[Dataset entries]
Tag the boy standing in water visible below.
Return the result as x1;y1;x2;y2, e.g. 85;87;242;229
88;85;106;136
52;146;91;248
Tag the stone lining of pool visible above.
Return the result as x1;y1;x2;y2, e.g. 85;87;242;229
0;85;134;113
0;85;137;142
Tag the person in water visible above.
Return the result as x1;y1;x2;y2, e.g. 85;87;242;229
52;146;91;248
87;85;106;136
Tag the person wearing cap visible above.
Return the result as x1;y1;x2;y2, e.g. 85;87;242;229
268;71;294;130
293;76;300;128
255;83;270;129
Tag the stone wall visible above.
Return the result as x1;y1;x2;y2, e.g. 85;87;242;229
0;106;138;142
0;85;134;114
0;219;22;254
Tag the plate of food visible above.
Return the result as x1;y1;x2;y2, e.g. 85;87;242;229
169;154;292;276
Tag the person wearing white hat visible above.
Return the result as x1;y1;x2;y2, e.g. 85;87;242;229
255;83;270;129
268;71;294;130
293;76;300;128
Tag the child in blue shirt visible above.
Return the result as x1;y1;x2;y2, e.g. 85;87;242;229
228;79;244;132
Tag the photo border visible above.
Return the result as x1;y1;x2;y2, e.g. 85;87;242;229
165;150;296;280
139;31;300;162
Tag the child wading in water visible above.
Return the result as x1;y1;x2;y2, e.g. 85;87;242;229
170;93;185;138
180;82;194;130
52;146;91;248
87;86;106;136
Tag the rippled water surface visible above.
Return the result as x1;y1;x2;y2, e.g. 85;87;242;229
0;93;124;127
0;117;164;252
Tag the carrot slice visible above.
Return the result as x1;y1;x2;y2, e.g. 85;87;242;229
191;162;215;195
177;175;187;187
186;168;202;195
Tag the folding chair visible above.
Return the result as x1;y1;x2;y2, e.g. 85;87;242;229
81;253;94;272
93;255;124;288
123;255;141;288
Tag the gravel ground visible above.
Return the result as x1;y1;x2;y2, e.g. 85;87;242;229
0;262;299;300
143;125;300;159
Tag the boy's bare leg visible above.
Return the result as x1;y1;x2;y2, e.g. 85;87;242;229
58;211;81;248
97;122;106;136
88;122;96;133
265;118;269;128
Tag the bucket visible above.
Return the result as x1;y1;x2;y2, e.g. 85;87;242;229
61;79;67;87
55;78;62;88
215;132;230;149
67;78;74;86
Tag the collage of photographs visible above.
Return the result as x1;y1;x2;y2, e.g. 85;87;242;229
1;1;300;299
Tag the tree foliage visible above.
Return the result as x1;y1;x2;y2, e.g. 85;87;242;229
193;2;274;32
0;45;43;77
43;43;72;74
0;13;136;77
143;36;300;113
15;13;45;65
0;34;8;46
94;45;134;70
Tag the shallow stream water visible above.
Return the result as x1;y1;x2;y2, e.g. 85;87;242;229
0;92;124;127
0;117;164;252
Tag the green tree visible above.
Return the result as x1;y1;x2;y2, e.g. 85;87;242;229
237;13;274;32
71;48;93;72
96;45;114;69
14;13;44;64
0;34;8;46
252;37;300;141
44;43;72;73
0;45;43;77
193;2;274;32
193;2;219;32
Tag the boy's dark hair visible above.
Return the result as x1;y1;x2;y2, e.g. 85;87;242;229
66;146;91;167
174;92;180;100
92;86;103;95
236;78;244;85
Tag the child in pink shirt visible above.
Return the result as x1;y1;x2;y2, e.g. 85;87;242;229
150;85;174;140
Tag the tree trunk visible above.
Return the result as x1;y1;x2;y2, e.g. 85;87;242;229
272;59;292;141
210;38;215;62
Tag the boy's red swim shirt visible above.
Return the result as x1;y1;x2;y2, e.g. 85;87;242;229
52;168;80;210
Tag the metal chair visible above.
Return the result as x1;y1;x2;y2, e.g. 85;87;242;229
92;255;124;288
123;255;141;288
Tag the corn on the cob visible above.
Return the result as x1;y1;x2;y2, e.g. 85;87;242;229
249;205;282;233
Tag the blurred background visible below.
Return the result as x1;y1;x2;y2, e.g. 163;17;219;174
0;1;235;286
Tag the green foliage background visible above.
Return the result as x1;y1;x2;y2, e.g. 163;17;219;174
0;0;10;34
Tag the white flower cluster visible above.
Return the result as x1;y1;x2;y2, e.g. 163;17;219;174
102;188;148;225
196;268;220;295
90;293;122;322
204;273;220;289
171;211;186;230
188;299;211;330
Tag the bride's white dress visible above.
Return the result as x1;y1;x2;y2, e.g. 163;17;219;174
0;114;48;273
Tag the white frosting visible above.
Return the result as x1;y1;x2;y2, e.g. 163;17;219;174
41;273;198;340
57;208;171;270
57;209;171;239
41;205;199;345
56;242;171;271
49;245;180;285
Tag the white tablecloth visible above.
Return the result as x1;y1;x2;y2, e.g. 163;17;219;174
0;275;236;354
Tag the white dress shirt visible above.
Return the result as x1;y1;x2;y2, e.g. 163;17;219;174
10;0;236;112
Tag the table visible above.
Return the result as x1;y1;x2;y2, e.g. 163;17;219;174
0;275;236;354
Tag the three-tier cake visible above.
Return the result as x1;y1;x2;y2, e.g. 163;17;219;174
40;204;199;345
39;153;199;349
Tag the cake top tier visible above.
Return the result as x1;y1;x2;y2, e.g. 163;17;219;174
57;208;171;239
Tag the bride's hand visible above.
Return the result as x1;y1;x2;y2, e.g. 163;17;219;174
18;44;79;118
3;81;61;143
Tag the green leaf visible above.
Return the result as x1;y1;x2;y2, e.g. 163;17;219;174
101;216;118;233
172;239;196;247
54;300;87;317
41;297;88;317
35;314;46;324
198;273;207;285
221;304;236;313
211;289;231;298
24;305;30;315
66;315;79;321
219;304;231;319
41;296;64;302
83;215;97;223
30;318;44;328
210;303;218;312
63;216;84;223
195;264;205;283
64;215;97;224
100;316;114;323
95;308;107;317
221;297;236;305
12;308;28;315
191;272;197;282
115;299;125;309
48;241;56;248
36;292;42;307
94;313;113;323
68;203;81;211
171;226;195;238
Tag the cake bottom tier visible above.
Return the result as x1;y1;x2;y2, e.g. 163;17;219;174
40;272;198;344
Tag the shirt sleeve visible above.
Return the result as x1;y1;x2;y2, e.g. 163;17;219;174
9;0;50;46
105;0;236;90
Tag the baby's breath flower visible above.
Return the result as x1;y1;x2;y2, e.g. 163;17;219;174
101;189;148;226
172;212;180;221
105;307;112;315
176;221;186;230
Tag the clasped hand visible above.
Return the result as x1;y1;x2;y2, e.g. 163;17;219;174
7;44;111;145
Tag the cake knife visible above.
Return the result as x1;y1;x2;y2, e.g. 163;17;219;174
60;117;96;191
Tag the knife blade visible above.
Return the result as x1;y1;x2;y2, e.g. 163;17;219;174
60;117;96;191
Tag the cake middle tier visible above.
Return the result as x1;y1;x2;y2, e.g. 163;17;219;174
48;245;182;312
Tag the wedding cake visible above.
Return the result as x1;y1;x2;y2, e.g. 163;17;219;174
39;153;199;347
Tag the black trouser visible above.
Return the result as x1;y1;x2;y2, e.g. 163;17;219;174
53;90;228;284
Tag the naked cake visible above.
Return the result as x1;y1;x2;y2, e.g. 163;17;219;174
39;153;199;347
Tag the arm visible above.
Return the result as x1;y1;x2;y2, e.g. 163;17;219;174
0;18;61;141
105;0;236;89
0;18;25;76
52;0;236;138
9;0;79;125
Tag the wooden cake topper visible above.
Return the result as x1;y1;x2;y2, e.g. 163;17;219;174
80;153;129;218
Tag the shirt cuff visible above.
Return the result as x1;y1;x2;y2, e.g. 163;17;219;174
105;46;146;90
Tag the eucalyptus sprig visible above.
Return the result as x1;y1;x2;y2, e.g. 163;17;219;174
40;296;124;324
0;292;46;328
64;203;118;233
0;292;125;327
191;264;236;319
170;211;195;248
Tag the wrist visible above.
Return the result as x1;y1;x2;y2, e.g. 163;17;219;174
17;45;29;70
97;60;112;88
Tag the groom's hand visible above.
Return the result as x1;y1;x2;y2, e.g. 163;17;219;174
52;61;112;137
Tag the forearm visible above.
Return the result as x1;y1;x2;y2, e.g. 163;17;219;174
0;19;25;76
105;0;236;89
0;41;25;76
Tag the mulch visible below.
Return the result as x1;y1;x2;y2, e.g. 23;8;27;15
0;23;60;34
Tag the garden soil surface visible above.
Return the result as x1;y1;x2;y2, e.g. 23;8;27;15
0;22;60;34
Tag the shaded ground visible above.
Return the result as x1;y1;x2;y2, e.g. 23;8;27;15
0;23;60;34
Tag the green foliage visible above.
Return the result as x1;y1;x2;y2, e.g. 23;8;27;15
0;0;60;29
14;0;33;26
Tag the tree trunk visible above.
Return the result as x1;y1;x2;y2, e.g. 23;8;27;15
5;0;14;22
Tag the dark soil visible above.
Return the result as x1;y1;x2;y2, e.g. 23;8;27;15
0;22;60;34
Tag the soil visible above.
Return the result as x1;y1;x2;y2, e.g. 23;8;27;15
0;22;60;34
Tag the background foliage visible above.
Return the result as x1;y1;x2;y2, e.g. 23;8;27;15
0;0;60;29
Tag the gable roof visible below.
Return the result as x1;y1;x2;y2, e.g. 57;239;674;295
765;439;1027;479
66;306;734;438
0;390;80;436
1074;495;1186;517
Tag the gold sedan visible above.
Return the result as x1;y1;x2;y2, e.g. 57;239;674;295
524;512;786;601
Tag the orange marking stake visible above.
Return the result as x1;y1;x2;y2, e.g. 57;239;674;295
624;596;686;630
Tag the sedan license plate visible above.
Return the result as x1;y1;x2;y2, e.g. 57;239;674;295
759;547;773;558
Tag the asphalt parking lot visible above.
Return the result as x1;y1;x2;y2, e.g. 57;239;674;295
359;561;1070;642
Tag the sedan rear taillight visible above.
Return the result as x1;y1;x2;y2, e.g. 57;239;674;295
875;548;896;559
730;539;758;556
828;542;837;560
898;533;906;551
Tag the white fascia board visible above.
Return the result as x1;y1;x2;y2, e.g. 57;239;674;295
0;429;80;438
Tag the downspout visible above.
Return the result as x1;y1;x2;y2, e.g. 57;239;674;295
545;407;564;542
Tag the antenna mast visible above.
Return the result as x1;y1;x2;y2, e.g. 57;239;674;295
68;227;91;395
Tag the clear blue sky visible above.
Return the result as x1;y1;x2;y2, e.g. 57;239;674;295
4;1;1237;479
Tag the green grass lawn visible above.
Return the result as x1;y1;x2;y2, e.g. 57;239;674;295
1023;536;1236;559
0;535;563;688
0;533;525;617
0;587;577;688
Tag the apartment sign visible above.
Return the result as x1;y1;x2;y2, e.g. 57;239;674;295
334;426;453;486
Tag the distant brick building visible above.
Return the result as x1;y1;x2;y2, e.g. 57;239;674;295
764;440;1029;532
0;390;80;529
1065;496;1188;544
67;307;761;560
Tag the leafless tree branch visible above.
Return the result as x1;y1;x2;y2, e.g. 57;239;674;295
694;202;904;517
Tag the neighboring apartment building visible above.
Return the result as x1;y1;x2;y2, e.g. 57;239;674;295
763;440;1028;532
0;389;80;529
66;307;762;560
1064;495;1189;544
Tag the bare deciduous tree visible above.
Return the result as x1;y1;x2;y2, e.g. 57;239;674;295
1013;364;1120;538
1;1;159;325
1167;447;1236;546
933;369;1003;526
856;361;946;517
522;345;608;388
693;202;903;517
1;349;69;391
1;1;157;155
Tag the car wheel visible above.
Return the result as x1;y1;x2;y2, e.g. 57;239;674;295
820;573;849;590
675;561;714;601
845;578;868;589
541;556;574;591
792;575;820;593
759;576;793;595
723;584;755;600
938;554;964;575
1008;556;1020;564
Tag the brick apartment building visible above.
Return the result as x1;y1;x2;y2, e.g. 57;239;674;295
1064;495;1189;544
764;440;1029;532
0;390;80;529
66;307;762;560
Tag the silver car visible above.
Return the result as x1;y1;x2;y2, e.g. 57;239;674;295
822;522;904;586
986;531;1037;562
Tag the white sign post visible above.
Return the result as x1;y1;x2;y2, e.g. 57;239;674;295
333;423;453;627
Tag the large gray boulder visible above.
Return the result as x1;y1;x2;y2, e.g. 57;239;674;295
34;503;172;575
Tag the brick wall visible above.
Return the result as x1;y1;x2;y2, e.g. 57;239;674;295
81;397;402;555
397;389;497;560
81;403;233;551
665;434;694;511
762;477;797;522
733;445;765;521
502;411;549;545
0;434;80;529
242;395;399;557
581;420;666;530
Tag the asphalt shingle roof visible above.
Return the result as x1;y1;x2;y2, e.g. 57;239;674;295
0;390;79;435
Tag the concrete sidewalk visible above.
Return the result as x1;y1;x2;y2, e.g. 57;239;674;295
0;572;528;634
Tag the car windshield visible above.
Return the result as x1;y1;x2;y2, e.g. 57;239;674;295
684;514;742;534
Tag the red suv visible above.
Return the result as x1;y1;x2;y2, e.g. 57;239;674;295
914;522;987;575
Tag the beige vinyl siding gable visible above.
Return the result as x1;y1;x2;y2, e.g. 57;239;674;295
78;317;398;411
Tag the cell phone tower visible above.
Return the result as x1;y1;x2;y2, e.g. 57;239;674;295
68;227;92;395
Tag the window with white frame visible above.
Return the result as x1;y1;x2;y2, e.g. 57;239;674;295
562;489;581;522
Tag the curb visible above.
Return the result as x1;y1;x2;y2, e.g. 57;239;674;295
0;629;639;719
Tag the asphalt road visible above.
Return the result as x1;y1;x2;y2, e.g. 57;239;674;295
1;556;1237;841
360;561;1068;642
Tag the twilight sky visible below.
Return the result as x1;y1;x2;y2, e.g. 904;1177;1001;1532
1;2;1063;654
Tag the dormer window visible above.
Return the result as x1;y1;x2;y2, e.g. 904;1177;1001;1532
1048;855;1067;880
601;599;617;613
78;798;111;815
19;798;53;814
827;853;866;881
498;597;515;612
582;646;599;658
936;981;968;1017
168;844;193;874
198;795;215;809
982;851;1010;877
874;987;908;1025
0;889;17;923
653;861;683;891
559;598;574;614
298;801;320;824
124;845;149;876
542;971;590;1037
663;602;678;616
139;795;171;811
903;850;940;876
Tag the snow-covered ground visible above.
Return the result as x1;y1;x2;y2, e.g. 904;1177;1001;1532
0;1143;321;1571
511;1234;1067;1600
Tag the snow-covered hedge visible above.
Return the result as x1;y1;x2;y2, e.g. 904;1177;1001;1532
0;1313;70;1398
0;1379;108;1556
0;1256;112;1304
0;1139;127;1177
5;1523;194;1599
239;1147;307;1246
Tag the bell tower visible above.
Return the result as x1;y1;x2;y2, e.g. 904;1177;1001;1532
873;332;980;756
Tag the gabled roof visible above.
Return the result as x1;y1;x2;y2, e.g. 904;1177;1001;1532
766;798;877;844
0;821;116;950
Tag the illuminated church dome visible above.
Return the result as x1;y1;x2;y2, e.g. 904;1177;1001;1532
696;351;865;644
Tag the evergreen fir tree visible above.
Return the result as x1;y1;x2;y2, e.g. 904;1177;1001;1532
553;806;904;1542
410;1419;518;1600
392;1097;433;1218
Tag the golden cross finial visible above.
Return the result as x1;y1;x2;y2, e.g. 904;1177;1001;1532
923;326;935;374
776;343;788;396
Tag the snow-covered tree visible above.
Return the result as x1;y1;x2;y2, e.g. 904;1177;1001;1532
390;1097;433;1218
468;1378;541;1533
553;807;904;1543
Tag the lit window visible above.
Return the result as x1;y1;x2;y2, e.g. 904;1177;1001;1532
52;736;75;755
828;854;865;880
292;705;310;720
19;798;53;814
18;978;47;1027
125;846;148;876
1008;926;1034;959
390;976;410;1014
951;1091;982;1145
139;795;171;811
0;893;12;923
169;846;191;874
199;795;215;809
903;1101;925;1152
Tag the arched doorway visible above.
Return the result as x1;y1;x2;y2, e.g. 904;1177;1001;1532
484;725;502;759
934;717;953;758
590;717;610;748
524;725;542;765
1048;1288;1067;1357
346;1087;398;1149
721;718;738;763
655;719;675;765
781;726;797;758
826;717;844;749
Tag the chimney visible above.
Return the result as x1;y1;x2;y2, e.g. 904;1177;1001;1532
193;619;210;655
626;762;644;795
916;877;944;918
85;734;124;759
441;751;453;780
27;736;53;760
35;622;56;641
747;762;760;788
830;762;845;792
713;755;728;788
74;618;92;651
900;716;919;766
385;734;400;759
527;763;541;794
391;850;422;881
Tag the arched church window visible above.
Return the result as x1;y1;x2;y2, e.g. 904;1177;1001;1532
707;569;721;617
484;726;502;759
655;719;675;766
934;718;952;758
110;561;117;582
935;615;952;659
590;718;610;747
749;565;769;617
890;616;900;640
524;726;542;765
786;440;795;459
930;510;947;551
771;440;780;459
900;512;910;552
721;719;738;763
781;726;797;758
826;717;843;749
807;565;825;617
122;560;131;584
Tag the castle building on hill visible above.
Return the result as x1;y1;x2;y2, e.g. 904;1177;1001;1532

PROBLEM DETAILS:
A word-for-word copy of the entries, from the first line through the line containing "Tag the child wading in water visible above.", is the whole answer.

OUTPUT OF THE EXERCISE:
Tag the boy standing in water visible below.
Return the result as x1;y1;x2;y2, e.g. 85;87;242;229
88;85;106;136
52;146;91;248
Tag the stone lining of pool visible above.
Return the result as x1;y1;x2;y2, e.g. 85;87;242;229
0;85;134;113
0;85;137;142
Tag the person in water visible above.
Return the result as x1;y1;x2;y2, e.g. 85;87;242;229
52;146;91;248
87;85;106;136
Tag the person wearing cap visible above.
Return the result as x1;y1;x2;y2, e.g. 85;87;242;229
268;71;294;130
293;76;300;128
255;83;270;129
Tag the stone wall visible above.
Return the result as x1;y1;x2;y2, e.g. 85;87;242;229
0;106;138;142
0;85;134;114
0;219;22;254
Tag the plate of food visible above.
Return the result as x1;y1;x2;y2, e.g. 85;87;242;229
169;154;292;276
Tag the person wearing white hat visible above.
Return the result as x1;y1;x2;y2, e.g. 85;87;242;229
255;83;270;129
268;71;294;130
293;76;300;128
Tag the child in blue shirt visible above.
Return the result as x1;y1;x2;y2, e.g. 85;87;242;229
228;79;244;132
Tag the photo border visible above.
Return the result as x1;y1;x2;y2, e.g. 85;87;242;229
165;150;296;280
139;31;300;162
Tag the child wading in water visible above.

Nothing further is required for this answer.